# ПОСТАНОВКА ЗАДАЧИ A
Измените отрывок, заменив «деревня» на «община», и перепишите его от слов «А Серёженька уже» до слов «и не поговорил.».

_____

А Серёженька уже тяжело пережил внезапную смерть Ширяевца. Поминки по нему вылились у многих в пьяную истерику, но что-то страшное, тревожное, отчаянное слышалось в перекрывающем всё и вся есенинском голосе, когда поэт кричал, что пропала деревня, что из неё вытравливается всё русское. В ответ раздалось: «Цела деревня! Цел русский народ!» «Нет! — отвечал Есенин. — Гибнет деревня», и слышал: «Это наше время. И нет нашему творчеству никаких помех». «Есть, — снова кричал Есенин. — Город, город проклятый…», и, уже уходя, слышал, как кто-то затянул «Вечную память», которую заглушили «Интернационалом».
С разорванной душой приехал. Но с Клюевым так по душам и не поговорил.
…Отправились обедать к Сахарову, у которого Есенин остановился… Завели речь об антологии крестьянской поэзии — Сергей всё никак не мог расстаться с этой мыслью «объединения», хоть под разовой обложкой… И читали стихи — каждый читал предназначенное для этой антологии. Клюев — старое, любимое некогда «отроком вербным»… «Умерла мама» — два шелестных слова. Умер подойник с чумазым горшком, Плачется кот и понура корова, смерть постигая звериным умом… «Мама в раю — запоёт веретёнце, — нянюшкой светлой младенцу Христу…» Как бы в стихи, золотые, как солнце, впрясть волхованье и песенку ту?.. «И словно в контраст с прочитанным — своё громоподобное „Меня Распутиным назвали…“, когда с особым нажимом для собравшихся прозвучало: „Что миллионы чарых Гришек за мной в поэзию идут…“ Есенин же читал одно из последних своих стихотворений — тех, что Клюев на дух не принимал… „Не храпи, запоздалая тройка! Наша жизнь пронеслась без следа. Может, завтра больничная койка успокоит меня навсегда…“ Не принимать — не принимал, а Сергей, зная это, будто подчёркивал свою „непропащесть“: „Может, завтра совсем по-другому я уйду, исцелённый навек, слушать песни дождей и черёмух, чем здоровый живёт человек…“ Каждый вкладывал в чтение своё, должное быть понятым „старым другом“… Игорь Марков прочёл сказку-наигрыш „Колобок-скакунок“, и Клюев посоветовал изменить конец — и продиктовал, как именно… Тут-то и ввалились ленинградские „имажинисты“ Эрлих со Шмерельсоном и наперебой начали заявлять, что идея никчёмная и несовременная… Смотрел-смотрел Клюев на есенинских „гришек“, — один из них, не выходя в дверь, спустился по водосточной трубе — спичек купить — дождался, когда уйдут, и спросил Сергея в лоб: „Почему не можешь расстаться с ними?“ А Есенин в ответ лишь ухмыльнулся:
— А кто ж за спичками бегать будет?

_____

# ПОСТАНОВКА ЗАДАЧИ B
Выберите из записей все строки, где встречается слово «water», с учётом регистра.

_____

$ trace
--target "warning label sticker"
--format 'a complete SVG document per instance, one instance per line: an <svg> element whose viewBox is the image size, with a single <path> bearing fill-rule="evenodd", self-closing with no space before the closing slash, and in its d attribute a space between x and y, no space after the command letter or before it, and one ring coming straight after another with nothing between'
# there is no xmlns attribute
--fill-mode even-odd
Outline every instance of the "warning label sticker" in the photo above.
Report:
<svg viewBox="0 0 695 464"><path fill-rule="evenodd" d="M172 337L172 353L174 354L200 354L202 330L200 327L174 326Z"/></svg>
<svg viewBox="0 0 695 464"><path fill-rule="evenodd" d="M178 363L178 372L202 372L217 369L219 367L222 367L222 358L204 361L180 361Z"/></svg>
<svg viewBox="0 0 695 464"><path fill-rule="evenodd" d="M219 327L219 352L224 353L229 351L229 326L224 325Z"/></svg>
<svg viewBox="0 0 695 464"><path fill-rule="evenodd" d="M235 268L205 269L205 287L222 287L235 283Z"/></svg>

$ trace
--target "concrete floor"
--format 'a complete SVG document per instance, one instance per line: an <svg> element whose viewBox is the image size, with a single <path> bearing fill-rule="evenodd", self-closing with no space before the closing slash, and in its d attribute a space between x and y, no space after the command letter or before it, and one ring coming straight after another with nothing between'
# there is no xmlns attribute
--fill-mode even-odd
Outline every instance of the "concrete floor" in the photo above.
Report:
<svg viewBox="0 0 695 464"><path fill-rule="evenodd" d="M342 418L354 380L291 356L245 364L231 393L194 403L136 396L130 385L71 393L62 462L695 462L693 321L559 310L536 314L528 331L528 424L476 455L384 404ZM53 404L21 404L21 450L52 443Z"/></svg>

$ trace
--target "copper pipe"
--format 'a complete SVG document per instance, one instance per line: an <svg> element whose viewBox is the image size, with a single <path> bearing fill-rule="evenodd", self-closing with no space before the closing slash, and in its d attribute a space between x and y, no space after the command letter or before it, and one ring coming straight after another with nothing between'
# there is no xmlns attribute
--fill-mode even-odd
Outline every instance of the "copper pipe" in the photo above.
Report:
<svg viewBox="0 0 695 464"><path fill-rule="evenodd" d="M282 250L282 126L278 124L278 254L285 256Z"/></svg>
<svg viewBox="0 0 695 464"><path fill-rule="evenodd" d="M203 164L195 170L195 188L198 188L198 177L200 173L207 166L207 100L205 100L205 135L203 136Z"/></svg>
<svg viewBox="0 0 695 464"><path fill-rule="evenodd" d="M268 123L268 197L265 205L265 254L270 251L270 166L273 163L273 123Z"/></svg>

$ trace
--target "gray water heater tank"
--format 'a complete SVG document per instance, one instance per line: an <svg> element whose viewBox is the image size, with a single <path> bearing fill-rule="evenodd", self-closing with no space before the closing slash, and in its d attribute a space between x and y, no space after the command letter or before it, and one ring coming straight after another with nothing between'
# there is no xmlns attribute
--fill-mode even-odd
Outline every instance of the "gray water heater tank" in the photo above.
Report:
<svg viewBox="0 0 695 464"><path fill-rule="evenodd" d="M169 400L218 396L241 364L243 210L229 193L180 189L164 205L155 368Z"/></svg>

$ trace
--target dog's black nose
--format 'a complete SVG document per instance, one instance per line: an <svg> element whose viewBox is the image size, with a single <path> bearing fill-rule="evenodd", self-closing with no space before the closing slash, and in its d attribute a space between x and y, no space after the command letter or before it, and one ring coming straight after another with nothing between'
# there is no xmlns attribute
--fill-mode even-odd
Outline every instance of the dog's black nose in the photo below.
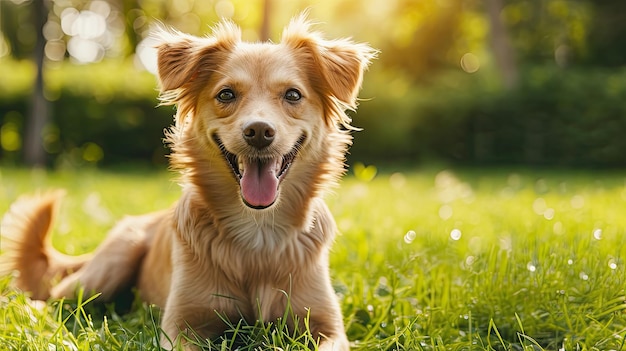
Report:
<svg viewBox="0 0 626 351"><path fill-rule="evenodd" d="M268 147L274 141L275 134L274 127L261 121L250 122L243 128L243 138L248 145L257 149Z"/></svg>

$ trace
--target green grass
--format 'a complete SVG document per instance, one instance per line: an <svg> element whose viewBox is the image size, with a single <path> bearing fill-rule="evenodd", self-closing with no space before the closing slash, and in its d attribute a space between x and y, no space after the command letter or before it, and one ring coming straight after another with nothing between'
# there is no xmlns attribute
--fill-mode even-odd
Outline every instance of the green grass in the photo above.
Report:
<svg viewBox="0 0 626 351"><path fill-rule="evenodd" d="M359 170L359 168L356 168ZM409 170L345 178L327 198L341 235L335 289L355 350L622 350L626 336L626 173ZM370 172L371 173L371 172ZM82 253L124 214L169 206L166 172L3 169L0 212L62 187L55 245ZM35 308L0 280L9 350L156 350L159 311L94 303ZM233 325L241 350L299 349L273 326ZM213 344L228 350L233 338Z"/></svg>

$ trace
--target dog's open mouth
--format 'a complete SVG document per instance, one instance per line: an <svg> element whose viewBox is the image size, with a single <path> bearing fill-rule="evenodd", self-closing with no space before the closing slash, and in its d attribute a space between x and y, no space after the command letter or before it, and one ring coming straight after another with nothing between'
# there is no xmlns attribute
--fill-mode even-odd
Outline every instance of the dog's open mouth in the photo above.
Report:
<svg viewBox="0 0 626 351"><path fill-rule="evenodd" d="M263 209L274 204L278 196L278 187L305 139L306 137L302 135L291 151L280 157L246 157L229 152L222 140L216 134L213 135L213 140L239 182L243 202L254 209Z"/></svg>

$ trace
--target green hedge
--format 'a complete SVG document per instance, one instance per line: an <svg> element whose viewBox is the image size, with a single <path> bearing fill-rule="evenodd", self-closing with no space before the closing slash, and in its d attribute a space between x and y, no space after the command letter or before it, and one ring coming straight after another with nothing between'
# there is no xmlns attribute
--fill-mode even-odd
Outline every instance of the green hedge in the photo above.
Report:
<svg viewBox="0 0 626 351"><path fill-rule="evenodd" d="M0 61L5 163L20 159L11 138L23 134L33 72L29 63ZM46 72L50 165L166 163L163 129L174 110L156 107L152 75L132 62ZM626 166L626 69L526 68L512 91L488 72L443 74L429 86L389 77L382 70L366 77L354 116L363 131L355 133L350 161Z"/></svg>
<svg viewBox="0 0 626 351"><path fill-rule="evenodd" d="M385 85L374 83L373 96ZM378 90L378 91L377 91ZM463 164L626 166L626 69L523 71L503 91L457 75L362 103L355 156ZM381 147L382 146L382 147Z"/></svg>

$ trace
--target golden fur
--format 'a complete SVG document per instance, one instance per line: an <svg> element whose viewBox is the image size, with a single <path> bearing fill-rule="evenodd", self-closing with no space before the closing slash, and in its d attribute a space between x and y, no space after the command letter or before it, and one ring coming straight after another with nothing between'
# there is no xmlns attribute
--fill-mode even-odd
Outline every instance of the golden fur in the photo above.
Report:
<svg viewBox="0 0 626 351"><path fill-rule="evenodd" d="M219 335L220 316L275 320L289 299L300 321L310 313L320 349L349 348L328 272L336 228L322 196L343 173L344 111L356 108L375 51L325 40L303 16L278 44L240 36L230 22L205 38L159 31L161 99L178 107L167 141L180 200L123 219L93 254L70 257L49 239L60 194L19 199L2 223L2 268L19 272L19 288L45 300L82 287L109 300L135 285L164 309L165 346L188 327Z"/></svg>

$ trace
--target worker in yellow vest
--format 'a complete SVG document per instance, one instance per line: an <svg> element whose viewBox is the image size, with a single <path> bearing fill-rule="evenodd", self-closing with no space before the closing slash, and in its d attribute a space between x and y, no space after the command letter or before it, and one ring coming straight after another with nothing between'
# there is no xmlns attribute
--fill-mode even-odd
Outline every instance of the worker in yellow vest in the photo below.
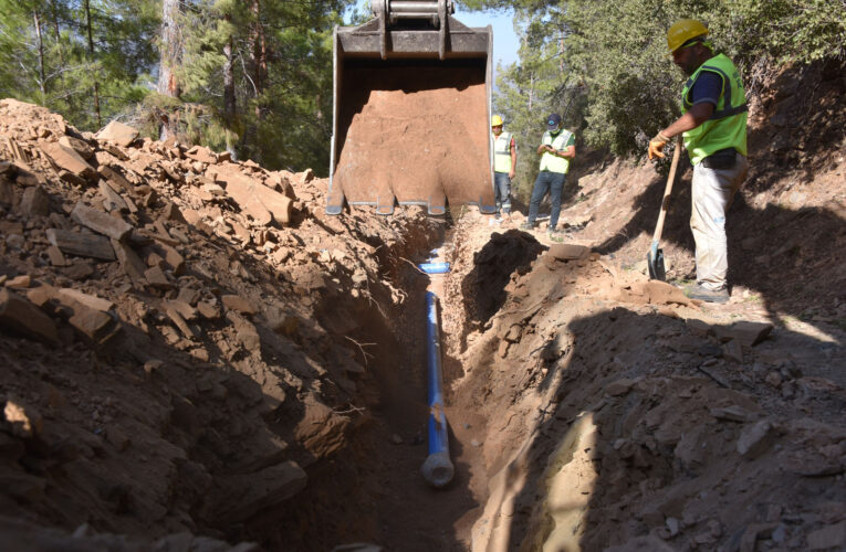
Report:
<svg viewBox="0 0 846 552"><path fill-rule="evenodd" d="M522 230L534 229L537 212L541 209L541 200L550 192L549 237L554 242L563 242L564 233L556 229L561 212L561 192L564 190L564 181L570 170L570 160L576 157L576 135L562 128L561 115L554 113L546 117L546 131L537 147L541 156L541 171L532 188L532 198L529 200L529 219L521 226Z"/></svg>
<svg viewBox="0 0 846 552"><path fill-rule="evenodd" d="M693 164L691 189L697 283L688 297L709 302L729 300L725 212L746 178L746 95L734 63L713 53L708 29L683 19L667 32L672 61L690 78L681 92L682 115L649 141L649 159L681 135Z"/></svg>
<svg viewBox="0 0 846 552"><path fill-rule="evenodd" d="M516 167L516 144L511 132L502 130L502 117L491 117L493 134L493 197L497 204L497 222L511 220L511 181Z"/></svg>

_____

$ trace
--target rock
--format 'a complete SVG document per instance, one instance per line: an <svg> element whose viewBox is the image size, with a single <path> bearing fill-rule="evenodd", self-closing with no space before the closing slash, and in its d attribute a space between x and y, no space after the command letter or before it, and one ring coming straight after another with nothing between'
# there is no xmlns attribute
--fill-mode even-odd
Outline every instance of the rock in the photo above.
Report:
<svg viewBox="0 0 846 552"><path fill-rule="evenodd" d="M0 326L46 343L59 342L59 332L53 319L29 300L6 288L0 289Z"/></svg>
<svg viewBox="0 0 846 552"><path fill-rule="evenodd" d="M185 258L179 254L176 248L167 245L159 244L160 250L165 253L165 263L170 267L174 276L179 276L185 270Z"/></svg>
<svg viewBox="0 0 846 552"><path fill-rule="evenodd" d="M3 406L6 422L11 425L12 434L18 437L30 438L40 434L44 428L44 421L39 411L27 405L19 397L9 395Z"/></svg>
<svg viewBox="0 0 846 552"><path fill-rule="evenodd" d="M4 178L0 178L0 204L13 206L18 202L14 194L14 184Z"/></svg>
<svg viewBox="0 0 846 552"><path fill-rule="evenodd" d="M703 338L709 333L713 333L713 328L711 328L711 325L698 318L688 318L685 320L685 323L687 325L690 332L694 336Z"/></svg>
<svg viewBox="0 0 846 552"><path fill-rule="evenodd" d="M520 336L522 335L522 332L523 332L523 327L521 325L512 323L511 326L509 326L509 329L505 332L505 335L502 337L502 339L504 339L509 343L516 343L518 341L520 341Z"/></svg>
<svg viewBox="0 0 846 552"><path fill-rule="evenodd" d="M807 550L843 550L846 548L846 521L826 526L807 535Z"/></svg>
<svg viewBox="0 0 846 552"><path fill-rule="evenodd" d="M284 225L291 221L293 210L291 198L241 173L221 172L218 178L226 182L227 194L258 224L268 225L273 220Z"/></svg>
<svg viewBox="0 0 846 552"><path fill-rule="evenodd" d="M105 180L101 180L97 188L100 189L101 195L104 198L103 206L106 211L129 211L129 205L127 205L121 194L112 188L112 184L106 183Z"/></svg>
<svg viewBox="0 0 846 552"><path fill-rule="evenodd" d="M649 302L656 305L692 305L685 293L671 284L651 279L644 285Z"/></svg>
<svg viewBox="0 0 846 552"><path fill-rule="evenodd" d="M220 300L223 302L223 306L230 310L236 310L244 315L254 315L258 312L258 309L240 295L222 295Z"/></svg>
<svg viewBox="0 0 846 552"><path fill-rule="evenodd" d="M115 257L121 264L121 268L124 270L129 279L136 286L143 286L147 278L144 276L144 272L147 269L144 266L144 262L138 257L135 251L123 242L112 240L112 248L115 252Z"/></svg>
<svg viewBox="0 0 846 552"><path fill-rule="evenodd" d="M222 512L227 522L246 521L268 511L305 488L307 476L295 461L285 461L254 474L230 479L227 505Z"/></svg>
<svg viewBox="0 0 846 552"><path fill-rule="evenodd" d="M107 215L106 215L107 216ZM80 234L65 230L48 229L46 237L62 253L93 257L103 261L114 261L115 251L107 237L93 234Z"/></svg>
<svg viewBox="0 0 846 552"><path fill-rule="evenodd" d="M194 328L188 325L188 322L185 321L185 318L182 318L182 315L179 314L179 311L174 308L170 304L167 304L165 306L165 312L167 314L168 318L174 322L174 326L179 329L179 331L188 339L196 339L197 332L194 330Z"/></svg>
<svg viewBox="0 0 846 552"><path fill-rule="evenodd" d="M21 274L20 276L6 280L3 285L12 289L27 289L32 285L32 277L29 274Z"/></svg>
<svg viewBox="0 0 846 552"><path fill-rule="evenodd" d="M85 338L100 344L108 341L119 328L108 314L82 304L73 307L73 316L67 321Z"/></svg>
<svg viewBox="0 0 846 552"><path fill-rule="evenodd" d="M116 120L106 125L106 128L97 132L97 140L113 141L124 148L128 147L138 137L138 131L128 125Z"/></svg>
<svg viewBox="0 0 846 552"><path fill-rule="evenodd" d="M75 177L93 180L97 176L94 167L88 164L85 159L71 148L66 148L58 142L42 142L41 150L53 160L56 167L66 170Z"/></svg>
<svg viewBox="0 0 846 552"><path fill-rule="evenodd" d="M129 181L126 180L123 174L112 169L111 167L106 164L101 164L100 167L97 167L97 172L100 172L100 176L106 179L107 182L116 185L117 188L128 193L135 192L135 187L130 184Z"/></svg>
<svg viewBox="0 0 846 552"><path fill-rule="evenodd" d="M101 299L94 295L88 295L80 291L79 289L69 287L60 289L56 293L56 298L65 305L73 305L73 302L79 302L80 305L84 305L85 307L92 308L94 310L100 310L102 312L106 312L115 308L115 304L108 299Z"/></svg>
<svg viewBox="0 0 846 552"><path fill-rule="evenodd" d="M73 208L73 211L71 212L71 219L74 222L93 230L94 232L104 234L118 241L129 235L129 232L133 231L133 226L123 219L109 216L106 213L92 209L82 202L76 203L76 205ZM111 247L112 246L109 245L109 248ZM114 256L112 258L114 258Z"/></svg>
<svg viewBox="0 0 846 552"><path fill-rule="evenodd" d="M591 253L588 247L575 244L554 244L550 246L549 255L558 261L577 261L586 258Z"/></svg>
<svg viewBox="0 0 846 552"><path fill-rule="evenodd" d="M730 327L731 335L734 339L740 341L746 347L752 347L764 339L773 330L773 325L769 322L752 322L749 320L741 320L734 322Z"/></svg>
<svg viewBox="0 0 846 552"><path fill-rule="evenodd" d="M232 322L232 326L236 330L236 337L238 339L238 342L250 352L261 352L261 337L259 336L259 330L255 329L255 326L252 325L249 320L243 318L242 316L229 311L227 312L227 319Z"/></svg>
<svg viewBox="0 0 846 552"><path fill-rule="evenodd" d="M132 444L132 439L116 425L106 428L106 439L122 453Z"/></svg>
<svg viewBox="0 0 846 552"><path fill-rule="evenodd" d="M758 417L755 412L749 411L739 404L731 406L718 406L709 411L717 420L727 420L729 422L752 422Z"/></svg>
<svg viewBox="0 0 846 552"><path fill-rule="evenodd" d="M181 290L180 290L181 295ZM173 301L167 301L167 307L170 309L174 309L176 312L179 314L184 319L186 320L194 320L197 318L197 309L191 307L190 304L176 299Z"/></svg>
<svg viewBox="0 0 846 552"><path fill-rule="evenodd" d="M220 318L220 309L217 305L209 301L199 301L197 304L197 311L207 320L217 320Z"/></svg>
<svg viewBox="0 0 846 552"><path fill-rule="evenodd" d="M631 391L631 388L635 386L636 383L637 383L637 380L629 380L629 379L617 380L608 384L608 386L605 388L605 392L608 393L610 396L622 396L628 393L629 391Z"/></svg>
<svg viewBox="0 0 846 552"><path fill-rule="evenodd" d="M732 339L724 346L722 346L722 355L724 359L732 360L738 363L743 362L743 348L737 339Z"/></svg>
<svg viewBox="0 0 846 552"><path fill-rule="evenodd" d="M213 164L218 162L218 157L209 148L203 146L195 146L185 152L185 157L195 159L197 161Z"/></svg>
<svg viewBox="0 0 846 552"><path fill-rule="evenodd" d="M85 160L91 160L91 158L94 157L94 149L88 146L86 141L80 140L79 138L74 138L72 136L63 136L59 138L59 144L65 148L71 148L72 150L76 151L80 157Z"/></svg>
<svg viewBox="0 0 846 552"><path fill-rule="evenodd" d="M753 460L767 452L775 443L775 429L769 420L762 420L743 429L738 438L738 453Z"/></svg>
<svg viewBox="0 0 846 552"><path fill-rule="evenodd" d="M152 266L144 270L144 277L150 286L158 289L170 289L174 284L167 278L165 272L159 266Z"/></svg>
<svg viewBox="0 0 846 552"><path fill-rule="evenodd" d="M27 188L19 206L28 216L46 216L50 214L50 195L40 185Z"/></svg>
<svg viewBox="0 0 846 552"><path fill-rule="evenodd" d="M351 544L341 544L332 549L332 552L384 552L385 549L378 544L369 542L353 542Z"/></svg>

_____

# РЕЗУЛЬТАТ ВЫПОЛНЕНИЯ A
А Серёженька уже тяжело пережил внезапную смерть Ширяевца. Поминки по нему вылились у многих в пьяную истерику, но что-то страшное, тревожное, отчаянное слышалось в перекрывающем всё и вся есенинском голосе, когда поэт кричал, что пропала община, что из неё вытравливается всё русское. В ответ раздалось: «Цела община! Цел русский народ!» «Нет! — отвечал Есенин. — Гибнет община», и слышал: «Это наше время. И нет нашему творчеству никаких помех». «Есть, — снова кричал Есенин. — Город, город проклятый…», и, уже уходя, слышал, как кто-то затянул «Вечную память», которую заглушили «Интернационалом».
С разорванной душой приехал. Но с Клюевым так по душам и не поговорил.

# РЕЗУЛЬТАТ ВЫПОЛНЕНИЯ B
--target "gray water heater tank"
Outline every instance of the "gray water heater tank" in the photo above.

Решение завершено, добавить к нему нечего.